Task instructions: List every line in the data below that contains the word "outcrop", copying each one in full. Treat uppercase and lowercase as different.

Records for this exercise:

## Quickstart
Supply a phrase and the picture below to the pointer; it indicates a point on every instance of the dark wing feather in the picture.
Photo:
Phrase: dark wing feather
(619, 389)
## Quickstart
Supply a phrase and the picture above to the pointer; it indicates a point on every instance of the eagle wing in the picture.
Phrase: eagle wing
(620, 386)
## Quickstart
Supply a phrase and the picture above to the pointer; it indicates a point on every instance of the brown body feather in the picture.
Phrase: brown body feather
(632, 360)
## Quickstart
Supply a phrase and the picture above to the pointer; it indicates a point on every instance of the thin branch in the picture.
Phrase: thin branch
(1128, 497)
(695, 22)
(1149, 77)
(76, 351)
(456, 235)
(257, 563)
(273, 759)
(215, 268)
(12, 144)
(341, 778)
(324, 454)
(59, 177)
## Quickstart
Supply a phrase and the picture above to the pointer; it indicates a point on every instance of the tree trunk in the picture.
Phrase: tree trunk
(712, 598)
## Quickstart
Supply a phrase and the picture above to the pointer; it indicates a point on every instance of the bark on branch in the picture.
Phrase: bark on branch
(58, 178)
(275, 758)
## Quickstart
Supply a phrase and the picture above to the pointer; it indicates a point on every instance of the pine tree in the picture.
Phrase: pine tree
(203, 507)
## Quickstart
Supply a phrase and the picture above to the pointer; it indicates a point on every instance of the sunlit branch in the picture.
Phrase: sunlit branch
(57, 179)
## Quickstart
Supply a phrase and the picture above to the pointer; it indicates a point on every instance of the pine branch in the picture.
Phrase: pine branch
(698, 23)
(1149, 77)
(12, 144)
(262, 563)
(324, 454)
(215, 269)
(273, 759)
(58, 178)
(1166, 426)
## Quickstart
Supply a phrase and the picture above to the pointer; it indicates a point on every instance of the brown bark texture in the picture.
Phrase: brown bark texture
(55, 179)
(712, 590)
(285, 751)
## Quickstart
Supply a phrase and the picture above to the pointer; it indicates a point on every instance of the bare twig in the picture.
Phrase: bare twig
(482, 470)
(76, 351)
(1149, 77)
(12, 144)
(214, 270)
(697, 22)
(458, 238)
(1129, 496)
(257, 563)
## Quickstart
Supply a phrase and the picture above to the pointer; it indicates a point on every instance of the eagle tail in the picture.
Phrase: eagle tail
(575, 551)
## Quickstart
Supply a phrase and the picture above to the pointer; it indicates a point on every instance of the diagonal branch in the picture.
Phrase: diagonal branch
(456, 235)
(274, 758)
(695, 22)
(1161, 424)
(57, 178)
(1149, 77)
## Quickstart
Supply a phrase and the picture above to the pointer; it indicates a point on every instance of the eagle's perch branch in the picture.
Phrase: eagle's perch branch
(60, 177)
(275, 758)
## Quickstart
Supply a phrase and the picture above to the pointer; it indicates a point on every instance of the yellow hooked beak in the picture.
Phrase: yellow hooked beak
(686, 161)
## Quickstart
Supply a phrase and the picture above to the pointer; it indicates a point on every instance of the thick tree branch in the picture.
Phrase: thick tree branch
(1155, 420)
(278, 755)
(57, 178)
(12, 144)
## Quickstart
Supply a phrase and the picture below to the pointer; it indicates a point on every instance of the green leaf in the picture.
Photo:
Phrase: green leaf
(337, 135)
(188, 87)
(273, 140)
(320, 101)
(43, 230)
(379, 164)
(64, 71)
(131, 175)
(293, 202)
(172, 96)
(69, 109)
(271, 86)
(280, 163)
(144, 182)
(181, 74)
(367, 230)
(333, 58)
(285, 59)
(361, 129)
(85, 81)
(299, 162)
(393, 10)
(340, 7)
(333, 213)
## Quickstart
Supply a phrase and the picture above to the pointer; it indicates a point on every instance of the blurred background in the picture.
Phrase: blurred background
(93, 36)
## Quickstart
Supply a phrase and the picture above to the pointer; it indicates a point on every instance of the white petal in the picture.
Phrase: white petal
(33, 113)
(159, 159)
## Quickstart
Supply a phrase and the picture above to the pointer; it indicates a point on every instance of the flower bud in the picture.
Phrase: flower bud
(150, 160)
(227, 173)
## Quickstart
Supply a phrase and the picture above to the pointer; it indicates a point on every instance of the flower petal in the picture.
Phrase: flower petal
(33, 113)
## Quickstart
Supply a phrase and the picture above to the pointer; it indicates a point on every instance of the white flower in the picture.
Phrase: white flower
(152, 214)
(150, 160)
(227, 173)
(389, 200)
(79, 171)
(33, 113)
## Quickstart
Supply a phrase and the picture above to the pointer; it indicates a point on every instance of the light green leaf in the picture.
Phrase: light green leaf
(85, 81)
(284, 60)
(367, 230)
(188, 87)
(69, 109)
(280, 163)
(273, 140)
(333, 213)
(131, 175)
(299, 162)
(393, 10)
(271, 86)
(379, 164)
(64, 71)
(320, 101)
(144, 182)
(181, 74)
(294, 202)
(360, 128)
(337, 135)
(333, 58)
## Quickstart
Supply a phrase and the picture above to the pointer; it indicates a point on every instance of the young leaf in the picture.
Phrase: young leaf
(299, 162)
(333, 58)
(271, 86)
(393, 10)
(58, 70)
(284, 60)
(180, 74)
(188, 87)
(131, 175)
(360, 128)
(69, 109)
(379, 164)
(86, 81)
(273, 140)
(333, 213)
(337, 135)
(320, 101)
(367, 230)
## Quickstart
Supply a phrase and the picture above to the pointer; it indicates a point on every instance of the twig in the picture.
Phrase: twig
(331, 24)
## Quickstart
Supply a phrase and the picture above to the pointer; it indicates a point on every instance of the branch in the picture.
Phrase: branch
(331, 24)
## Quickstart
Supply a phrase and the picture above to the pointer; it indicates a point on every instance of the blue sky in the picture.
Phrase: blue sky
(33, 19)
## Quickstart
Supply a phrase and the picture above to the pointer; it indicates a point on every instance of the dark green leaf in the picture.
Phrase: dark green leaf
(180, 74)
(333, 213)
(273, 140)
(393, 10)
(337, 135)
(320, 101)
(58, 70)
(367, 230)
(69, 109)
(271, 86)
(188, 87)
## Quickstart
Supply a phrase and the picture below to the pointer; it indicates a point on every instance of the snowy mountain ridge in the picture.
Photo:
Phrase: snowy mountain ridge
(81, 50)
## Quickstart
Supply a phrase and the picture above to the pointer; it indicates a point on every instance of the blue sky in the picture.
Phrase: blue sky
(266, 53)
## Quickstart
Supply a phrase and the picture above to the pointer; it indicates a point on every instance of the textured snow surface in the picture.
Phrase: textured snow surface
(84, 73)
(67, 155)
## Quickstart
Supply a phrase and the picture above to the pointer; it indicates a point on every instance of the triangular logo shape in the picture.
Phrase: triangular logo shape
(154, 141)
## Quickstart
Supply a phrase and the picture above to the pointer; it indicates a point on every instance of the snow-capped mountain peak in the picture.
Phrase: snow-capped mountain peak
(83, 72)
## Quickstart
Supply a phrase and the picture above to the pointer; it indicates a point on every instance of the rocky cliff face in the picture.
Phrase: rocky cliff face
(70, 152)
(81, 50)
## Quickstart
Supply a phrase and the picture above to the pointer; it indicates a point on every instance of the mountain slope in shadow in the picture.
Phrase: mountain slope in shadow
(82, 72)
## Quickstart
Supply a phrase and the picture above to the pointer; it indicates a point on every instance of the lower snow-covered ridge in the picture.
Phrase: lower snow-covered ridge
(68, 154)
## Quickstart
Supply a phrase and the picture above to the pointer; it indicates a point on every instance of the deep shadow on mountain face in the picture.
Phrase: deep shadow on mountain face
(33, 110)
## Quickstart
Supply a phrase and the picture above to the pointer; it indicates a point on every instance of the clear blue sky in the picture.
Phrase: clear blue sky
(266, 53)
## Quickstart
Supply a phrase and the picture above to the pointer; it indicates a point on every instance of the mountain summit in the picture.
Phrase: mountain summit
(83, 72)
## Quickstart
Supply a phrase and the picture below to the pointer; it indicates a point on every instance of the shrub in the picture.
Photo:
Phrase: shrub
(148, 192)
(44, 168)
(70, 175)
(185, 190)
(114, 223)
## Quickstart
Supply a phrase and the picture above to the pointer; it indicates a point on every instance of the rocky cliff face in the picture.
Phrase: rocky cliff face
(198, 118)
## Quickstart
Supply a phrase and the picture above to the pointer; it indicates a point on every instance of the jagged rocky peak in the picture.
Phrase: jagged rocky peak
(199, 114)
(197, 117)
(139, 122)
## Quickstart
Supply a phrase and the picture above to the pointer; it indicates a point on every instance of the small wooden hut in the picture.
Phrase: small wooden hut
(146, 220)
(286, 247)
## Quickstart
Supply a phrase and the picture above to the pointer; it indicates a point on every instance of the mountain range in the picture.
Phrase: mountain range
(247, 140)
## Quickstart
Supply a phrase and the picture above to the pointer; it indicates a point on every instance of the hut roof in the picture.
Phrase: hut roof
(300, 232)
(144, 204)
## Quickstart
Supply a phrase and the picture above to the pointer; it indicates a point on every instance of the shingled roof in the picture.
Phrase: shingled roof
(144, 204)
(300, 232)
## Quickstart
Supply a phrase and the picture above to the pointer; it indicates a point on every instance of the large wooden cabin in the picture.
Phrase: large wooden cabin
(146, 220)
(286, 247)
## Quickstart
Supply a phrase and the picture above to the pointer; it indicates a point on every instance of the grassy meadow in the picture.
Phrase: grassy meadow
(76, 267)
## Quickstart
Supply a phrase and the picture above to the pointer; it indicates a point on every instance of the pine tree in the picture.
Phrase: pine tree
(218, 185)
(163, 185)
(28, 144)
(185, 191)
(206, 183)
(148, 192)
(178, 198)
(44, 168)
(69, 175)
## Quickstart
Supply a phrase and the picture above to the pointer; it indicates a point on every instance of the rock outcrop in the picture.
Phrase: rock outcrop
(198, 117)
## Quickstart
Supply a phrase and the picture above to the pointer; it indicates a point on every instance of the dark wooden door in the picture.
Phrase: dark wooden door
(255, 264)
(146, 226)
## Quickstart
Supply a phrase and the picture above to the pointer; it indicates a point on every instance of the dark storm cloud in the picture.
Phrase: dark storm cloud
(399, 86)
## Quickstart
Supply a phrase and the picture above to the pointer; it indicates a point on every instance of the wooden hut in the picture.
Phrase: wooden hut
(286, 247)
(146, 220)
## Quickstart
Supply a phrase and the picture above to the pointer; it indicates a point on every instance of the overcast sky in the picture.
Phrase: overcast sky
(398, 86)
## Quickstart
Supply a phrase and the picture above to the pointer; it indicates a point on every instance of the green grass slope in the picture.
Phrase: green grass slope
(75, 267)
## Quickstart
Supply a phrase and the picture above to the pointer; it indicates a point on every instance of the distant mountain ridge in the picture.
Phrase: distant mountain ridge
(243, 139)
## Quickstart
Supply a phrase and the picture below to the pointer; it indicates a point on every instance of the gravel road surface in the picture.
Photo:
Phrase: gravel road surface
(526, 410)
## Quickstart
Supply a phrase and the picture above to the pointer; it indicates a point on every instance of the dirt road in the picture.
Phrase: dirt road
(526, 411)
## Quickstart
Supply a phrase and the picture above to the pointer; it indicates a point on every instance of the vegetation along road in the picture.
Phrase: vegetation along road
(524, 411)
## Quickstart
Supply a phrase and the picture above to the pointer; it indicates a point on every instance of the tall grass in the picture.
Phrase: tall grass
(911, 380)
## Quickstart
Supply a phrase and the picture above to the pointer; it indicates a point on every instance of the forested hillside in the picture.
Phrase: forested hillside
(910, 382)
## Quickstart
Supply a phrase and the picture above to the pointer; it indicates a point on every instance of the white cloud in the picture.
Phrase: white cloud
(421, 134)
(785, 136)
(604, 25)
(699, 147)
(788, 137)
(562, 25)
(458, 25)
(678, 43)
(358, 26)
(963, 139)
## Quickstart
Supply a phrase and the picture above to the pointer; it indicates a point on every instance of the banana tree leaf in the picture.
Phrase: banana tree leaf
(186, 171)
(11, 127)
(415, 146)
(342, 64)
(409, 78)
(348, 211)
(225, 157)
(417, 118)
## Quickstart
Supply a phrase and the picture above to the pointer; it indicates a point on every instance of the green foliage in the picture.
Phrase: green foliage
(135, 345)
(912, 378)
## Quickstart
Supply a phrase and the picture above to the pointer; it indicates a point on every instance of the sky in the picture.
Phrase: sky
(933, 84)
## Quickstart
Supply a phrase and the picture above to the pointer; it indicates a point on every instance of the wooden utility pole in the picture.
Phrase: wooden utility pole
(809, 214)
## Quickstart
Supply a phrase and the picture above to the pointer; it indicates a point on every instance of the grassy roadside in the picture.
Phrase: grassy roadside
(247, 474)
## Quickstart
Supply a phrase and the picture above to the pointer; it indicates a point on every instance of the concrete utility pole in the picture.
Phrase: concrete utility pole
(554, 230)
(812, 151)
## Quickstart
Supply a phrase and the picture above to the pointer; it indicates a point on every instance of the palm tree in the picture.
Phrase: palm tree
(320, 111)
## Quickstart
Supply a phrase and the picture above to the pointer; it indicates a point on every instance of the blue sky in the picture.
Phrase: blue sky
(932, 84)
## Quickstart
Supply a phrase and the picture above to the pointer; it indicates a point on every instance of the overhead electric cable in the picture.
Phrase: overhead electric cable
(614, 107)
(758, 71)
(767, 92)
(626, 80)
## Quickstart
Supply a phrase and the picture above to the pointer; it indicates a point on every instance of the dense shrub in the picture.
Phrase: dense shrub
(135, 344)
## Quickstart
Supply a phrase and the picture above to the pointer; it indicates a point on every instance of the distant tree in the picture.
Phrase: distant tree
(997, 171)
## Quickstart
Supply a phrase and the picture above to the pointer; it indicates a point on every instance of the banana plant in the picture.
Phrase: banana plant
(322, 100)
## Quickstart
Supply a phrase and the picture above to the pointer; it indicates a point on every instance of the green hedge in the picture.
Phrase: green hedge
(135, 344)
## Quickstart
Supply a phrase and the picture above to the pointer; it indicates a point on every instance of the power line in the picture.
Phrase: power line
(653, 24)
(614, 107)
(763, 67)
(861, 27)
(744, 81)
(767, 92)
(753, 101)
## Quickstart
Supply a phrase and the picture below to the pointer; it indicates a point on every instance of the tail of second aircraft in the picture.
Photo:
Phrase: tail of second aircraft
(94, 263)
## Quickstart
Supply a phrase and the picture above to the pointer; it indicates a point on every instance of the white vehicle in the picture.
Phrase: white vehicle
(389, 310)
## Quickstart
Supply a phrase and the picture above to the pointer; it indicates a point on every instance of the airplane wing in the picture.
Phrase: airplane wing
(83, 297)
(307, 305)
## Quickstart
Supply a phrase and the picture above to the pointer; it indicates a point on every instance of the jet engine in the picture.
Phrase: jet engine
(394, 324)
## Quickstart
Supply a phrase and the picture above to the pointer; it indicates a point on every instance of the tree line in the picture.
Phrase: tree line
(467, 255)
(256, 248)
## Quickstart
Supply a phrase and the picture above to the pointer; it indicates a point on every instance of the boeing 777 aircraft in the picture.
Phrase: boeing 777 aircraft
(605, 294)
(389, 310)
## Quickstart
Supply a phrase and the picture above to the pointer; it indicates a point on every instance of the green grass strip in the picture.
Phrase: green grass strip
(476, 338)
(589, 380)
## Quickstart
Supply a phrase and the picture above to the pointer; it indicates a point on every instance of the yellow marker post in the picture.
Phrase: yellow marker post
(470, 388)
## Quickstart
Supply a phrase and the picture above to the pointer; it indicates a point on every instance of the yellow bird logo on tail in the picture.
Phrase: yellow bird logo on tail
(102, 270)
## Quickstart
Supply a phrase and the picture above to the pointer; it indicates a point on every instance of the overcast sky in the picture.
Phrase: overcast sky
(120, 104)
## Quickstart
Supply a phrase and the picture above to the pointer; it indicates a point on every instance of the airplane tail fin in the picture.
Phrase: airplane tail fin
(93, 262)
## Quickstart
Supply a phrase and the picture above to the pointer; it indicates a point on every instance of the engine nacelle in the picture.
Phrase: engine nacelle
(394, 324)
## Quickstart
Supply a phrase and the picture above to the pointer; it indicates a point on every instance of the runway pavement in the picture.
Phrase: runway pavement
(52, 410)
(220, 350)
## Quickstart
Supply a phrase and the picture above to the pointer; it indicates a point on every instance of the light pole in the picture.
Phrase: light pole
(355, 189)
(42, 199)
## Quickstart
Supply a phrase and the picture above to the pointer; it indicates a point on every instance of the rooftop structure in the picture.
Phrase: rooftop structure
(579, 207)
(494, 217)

Completed task:
Supply a phrase and the picture above to the pointer; it indicates a point on every instance of the rock outcrop in the picture.
Phrase: rock outcrop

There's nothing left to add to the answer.